I felt it pertinent to add a few notes regarding dyno charts, and dyno's in general.
Being a Mustang Dyno center, (at cp-e) I'm often faced with the "your dyno must be broken" comment, at least once a week. Part of the thing to remember about Mustang Dyno's is that they operate in a completely different fashion than Dynojet Dyno's do.
Note: I am not going to condone any type of dyno X is better than dyno Z talk.
Dynojet's generally use a few simple physics calculations to derive HP,
Force = Mass * Accel
Work = Force * Distance
Power = Work * Time
So, basically dynojet HP is calculated based on a number of factors, rpm, wheel speed, and time (among a few other standards and atmospheric inputs). They use very sensitive optical pickups on the rollers to do this.
Mustang's actually measure torque, in real time. There is the equivalent of a torque wrench on the end of the rollers that is used to measure real time torque. Why is this useful? This is indescribably awesome when tuning cars, due to the fact you can do steady state loading at a specific RPM / load (which the dyno will prevent you going past) and adjust timing or fueling to see if the torque increases or decreases. MD's are a great tool, beyond it's myriad of other cool features (that I won't waste your time talking about,
Which brings me to my next point, dyno's shouldn't ideally be used for absolute measurements. Example, "Well, the 1M made 366 WTQ on the insideline blog review so your dyno is broken because it only made 320 WTQ on your dyno"
Dynamometers are used as tools to identify changes in the HP and TQ curves at that dyno session, that day. There are a number of different factors that play in to the amount of power an engine can make, measurement strategy that dyno X uses, atmospheric conditions / elevation, humidity, temperature, etc...
All dyno's (that I've used, MD, dynojet, mainline, dyno dynamics, dynapak) have atmospheric calculations, based on humidity, temperature, and atmospheric pressure, but again, they are only really to keep standardization and consistency on that dyno, on that day.

◆ Raw data ◆
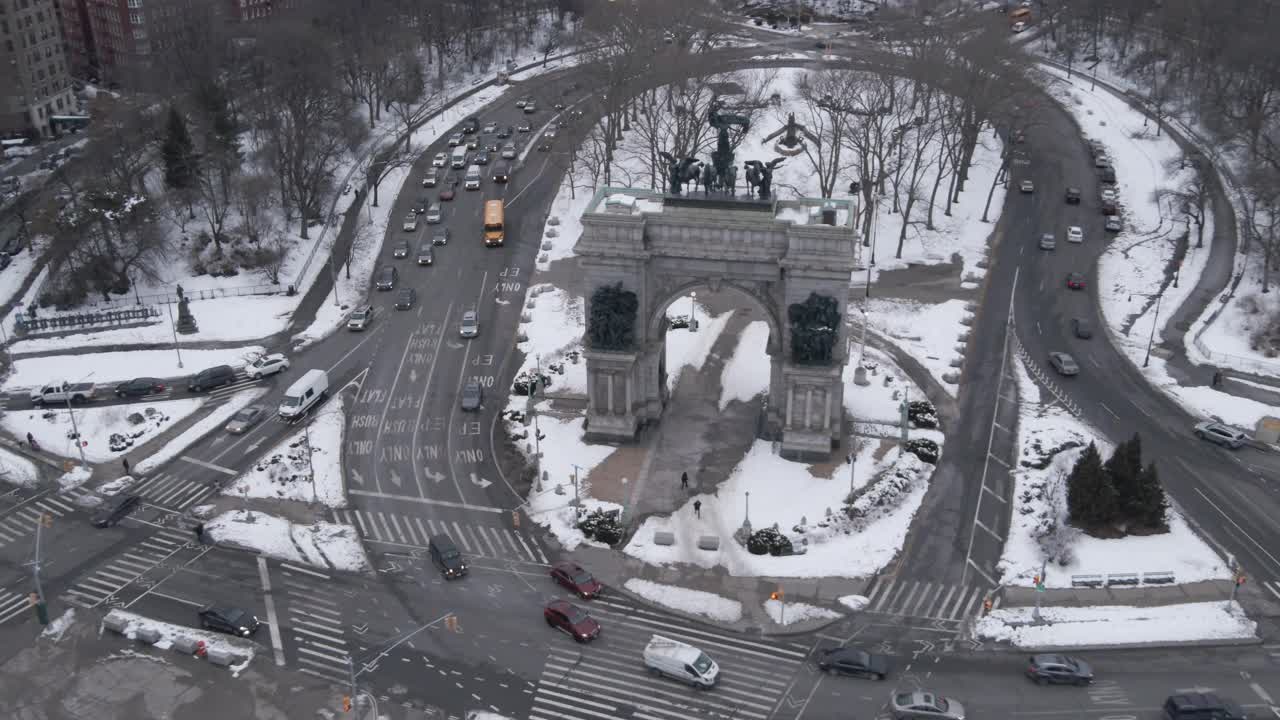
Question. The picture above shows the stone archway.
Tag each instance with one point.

◆ Parts of the exercise ◆
**A.** Copy the dyno text word for word from "All dyno's (that" to "on that day.".
**B.** Carry the dyno text on from its final sentence.
The data has no connection to the dyno text.

◆ Exercise answers ◆
**A.**
All dyno's (that I've used, MD, dynojet, mainline, dyno dynamics, dynapak) have atmospheric calculations, based on humidity, temperature, and atmospheric pressure, but again, they are only really to keep standardization and consistency on that dyno, on that day.

**B.**
As an example, the insideline 1M test yielded 366 WTQ, and 331 WHP.
Our 1M, made 322 WTQ and 295 WHP. These were both dead stock cars, FYI.
If you wanted to come up with an imaginary correction factor between our two dynos (which is pointless, but someone will likely ask anyway), you could divide the TQ and HP from both charts and find a percentage difference. It works out to be around 10-15 % less on the MD.
Also a note on scaling, The dynojet graph pictured above (a few posts up) is scaled from 0-500 hp / tq. It looks nice and smooth. While the graphs from Steve's car look somewhat lumpy and odd. While I do suspect there was some wandering boost pressure there (as the tq curve does wavier a bit), they are much smoother looking if you rescale the chart from 0-400 hp / tq.
And then...on top of all of the dyno comparisons, you've got the variability of piggyback controllers, conditioning signals to the DME in the first place. Most of the ones on the market do a pretty great job, but the real solution in my mind for the N54 / N55 people is a proper standalone computer. (sander...patiently awaits...)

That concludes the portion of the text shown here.